━━━━━ Data

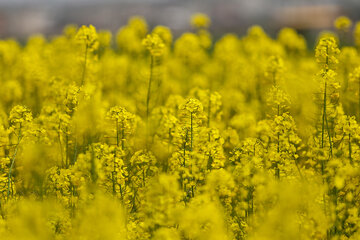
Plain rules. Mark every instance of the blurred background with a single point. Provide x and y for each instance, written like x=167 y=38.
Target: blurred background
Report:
x=21 y=18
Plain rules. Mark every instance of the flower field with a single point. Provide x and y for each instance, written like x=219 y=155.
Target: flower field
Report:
x=142 y=135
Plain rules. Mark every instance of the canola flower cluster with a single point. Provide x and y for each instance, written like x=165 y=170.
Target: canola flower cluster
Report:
x=148 y=137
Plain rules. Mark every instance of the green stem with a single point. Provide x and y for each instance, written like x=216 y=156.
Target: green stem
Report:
x=149 y=87
x=85 y=63
x=13 y=162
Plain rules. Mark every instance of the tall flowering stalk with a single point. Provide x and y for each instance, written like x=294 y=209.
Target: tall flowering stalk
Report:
x=87 y=37
x=326 y=55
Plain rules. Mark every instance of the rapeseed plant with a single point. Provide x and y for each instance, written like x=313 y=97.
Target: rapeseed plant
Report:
x=157 y=137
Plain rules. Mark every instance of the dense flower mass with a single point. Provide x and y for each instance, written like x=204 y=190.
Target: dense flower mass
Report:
x=155 y=137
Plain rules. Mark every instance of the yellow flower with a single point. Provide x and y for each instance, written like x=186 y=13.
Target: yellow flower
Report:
x=200 y=20
x=154 y=44
x=342 y=23
x=87 y=35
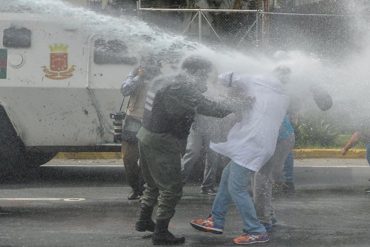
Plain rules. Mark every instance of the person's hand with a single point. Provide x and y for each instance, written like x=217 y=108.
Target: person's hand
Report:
x=344 y=150
x=140 y=71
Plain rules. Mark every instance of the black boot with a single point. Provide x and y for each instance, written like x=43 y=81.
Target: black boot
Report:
x=162 y=236
x=145 y=222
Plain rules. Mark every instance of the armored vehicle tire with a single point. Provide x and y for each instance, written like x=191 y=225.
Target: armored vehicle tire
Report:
x=13 y=155
x=38 y=158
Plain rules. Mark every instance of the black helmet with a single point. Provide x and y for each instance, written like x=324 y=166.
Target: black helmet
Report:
x=196 y=64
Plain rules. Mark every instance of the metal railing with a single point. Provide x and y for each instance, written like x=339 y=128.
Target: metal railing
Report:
x=254 y=31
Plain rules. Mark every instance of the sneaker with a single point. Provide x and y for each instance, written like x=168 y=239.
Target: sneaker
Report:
x=208 y=191
x=251 y=238
x=134 y=195
x=283 y=188
x=206 y=225
x=267 y=226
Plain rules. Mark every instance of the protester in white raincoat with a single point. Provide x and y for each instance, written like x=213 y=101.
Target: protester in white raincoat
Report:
x=252 y=141
x=250 y=144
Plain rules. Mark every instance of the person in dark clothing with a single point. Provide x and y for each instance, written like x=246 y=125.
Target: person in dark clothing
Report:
x=169 y=113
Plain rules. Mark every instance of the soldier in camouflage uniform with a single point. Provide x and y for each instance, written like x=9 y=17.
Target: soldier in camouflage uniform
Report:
x=169 y=113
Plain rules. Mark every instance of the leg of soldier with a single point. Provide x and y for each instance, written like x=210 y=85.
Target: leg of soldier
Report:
x=210 y=169
x=132 y=169
x=288 y=169
x=150 y=195
x=163 y=160
x=192 y=153
x=264 y=179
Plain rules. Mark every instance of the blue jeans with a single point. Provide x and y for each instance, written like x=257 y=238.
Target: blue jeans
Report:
x=368 y=152
x=288 y=175
x=233 y=187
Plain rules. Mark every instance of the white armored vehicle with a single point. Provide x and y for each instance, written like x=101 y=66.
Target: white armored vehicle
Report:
x=58 y=86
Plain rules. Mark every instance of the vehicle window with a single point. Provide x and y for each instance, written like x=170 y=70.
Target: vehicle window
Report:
x=17 y=37
x=112 y=52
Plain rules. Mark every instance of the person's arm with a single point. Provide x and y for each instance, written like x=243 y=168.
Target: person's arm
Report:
x=321 y=97
x=351 y=142
x=132 y=82
x=184 y=97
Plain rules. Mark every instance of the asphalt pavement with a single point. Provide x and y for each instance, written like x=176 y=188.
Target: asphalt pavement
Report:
x=83 y=203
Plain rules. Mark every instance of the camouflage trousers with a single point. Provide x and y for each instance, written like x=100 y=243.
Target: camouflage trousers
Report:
x=160 y=157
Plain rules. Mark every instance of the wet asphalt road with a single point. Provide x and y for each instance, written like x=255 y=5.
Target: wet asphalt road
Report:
x=83 y=203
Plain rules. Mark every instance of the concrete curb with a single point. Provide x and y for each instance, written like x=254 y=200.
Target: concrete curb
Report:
x=305 y=153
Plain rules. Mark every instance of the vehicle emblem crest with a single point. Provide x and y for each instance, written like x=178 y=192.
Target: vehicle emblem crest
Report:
x=59 y=69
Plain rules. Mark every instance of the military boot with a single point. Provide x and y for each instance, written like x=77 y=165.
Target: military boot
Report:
x=145 y=222
x=162 y=236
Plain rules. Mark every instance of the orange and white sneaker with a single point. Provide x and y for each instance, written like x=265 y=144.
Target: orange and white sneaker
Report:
x=206 y=225
x=251 y=238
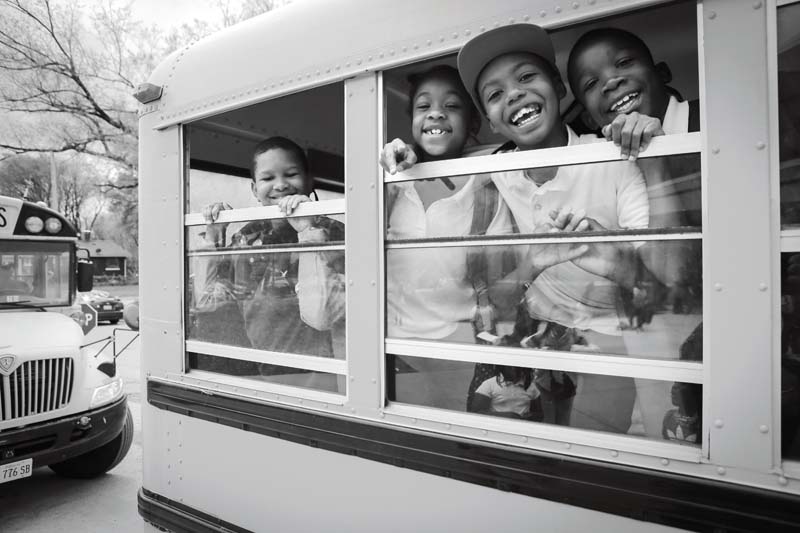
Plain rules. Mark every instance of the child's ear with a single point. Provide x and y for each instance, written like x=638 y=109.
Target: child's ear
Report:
x=664 y=72
x=561 y=89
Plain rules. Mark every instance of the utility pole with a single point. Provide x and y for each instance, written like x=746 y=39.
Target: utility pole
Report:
x=53 y=182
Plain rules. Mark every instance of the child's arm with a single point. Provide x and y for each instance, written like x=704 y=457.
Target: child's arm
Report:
x=632 y=133
x=397 y=155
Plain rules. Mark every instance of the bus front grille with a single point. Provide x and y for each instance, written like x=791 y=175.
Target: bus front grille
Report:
x=36 y=387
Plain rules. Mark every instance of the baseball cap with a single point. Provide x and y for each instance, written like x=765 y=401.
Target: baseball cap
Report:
x=482 y=49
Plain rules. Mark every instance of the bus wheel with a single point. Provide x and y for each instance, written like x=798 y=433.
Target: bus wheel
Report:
x=100 y=460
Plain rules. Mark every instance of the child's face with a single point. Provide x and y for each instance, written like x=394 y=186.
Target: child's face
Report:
x=277 y=174
x=521 y=100
x=613 y=77
x=440 y=119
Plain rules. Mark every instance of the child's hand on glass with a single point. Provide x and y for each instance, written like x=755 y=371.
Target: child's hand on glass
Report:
x=288 y=204
x=215 y=233
x=632 y=133
x=397 y=156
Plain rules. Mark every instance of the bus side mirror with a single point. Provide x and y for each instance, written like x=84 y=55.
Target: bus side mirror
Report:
x=131 y=315
x=85 y=276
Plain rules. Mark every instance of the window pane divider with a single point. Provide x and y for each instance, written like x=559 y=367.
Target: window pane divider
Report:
x=581 y=362
x=312 y=247
x=268 y=212
x=599 y=152
x=559 y=434
x=656 y=234
x=305 y=362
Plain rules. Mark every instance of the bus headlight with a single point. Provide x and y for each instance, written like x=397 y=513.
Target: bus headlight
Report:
x=52 y=225
x=107 y=393
x=34 y=224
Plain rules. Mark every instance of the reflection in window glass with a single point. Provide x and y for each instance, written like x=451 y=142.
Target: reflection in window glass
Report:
x=522 y=296
x=789 y=111
x=653 y=409
x=281 y=301
x=264 y=372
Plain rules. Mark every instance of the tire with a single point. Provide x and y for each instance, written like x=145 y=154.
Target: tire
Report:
x=99 y=461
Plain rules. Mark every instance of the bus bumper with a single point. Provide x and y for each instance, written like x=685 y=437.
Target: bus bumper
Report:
x=61 y=439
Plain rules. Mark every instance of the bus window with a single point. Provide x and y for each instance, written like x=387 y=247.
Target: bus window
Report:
x=789 y=112
x=480 y=275
x=615 y=404
x=257 y=280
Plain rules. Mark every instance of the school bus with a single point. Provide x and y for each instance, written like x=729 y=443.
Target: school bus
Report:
x=684 y=412
x=62 y=404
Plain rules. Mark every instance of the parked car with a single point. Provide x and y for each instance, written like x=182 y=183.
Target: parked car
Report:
x=108 y=307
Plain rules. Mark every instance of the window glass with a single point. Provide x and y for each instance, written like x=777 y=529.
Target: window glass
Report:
x=789 y=112
x=252 y=283
x=490 y=295
x=642 y=407
x=281 y=301
x=268 y=373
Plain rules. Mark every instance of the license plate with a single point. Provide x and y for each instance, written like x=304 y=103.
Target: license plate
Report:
x=17 y=470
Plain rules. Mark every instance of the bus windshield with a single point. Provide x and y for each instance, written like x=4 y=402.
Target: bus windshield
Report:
x=34 y=273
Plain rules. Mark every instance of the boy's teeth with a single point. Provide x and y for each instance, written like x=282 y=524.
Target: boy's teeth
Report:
x=525 y=115
x=624 y=101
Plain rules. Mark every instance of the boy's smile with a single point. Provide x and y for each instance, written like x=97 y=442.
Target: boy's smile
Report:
x=521 y=100
x=612 y=77
x=439 y=119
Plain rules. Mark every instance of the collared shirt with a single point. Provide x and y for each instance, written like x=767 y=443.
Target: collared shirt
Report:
x=612 y=193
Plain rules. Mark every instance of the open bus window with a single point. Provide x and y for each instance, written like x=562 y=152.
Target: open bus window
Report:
x=256 y=278
x=641 y=407
x=789 y=112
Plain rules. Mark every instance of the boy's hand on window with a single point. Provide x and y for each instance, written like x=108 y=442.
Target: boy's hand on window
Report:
x=215 y=233
x=632 y=133
x=397 y=156
x=288 y=204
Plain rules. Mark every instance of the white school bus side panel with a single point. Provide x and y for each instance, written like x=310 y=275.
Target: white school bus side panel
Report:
x=280 y=486
x=736 y=252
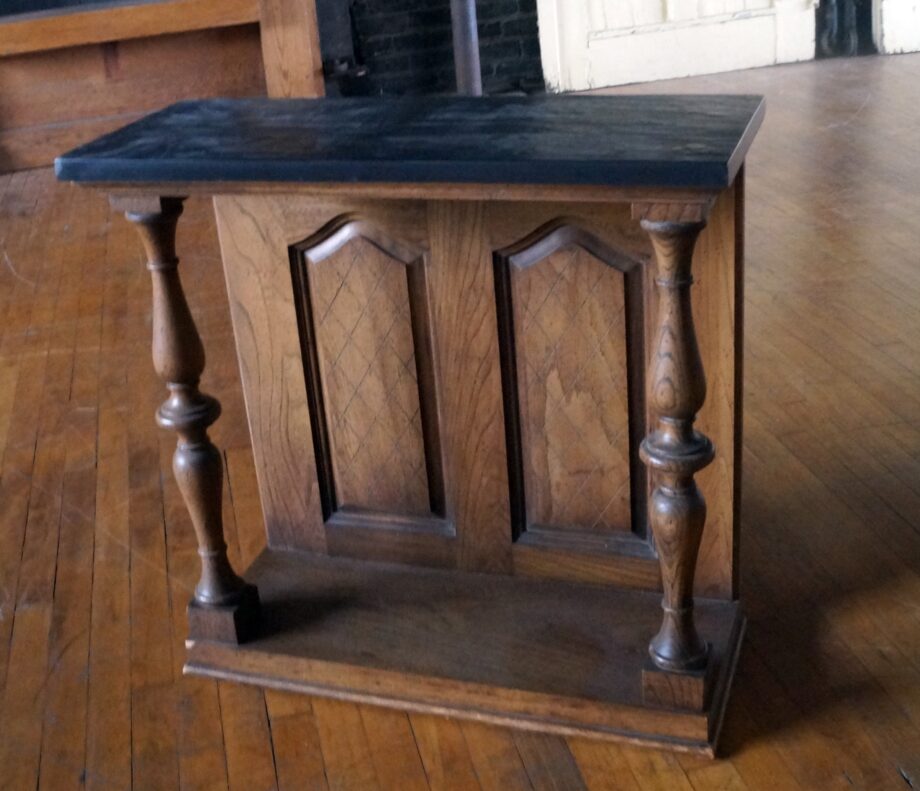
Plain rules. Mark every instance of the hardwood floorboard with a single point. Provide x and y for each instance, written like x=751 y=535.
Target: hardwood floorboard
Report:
x=97 y=556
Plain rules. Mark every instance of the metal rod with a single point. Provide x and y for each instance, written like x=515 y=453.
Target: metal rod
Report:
x=466 y=47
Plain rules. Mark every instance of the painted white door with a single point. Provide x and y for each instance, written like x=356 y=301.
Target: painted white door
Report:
x=596 y=43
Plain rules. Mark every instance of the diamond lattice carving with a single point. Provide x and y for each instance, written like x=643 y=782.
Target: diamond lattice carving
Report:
x=367 y=361
x=570 y=330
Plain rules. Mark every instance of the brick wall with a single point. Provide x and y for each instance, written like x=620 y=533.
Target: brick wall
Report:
x=407 y=44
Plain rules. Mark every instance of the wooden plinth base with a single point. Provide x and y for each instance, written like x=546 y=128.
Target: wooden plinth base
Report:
x=544 y=656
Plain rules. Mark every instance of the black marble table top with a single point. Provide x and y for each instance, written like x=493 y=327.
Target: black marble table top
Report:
x=639 y=141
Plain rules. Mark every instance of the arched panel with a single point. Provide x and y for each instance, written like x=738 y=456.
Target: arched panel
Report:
x=365 y=333
x=572 y=371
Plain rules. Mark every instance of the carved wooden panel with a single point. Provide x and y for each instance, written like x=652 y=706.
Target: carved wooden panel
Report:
x=365 y=333
x=564 y=305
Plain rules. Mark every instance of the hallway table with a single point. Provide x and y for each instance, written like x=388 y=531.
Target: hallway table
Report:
x=496 y=427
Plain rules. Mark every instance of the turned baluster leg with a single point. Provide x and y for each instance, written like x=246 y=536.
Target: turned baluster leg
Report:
x=673 y=450
x=224 y=607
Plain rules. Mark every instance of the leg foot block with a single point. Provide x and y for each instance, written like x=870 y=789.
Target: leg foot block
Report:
x=233 y=623
x=677 y=690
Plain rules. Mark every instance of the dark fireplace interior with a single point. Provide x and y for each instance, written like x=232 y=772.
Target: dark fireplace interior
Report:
x=393 y=47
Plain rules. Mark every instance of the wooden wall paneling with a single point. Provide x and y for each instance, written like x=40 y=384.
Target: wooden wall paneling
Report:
x=54 y=100
x=290 y=48
x=255 y=247
x=81 y=25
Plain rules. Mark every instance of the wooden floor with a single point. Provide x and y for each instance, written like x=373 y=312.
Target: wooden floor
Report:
x=97 y=559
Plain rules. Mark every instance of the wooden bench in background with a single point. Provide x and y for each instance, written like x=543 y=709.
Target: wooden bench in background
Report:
x=69 y=75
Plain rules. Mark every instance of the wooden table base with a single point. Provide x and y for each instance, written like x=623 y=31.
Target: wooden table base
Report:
x=540 y=655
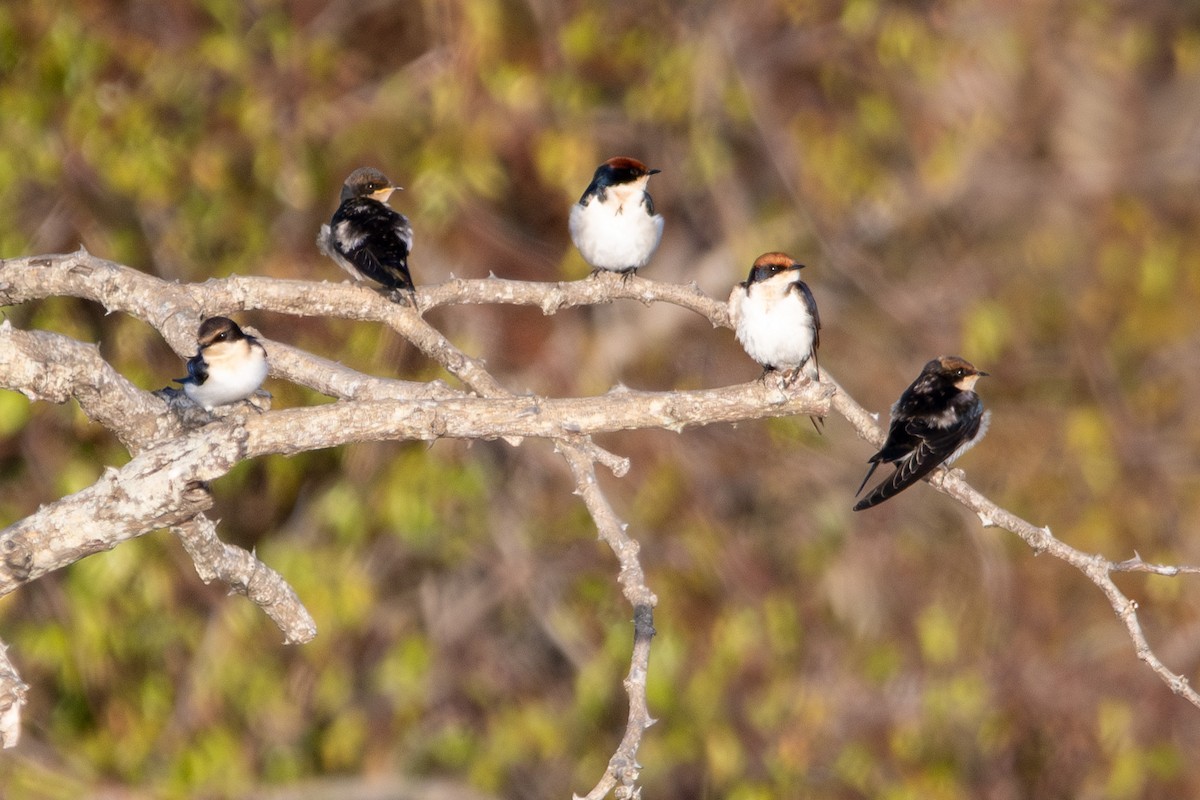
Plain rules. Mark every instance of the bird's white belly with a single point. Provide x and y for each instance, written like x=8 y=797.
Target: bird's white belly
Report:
x=775 y=331
x=227 y=384
x=610 y=240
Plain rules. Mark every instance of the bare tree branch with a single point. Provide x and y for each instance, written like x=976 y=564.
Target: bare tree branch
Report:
x=246 y=575
x=166 y=482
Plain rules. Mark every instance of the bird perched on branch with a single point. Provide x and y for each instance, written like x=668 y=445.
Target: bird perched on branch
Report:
x=229 y=366
x=937 y=419
x=366 y=238
x=775 y=317
x=613 y=224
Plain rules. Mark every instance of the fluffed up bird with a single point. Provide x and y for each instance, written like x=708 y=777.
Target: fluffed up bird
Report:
x=937 y=419
x=613 y=224
x=775 y=317
x=366 y=238
x=229 y=366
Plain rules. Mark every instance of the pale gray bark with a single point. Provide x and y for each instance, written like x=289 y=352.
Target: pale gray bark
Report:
x=165 y=485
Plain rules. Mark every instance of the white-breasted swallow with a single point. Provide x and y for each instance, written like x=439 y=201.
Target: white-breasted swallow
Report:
x=613 y=224
x=229 y=366
x=937 y=419
x=775 y=317
x=366 y=238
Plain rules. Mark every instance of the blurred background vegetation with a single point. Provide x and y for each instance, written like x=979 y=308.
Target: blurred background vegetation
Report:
x=1014 y=182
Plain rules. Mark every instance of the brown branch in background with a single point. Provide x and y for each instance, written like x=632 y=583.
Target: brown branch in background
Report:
x=1096 y=567
x=12 y=697
x=216 y=560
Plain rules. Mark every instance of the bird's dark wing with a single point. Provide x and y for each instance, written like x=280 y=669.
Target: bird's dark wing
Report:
x=376 y=240
x=197 y=371
x=933 y=445
x=810 y=302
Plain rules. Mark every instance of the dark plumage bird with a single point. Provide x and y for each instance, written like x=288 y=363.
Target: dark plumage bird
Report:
x=366 y=238
x=613 y=224
x=937 y=419
x=229 y=365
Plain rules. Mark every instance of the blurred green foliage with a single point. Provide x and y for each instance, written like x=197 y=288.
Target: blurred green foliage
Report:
x=1014 y=182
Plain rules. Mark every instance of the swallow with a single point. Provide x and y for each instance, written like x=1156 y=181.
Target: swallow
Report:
x=229 y=366
x=775 y=317
x=937 y=419
x=366 y=238
x=613 y=224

━━━━━━━━━━

- [What you will do]: Repeat word for word the lines running from the line containing "Plain rules. Mark every instance of the dark plumage" to the end of the entries above, inclusive.

- [Exercise answer]:
Plain rules. Mark every instance of the dark plumage bird with a single point. Provide x and y for each instance, written like x=288 y=363.
Target: dark plumage bird
Report:
x=366 y=238
x=613 y=224
x=937 y=419
x=229 y=365
Plain rules. Mark every instance of the blurred green foliage with a single point. Provide x and y for each instance, written like x=197 y=288.
Target: blurred green foliage
Report:
x=1014 y=182
Plain rules. Mark every instance of the swallow with a single point. Provide x and y for each instance, written like x=1156 y=181.
Target: swallow
Report:
x=229 y=366
x=775 y=317
x=937 y=419
x=366 y=238
x=613 y=224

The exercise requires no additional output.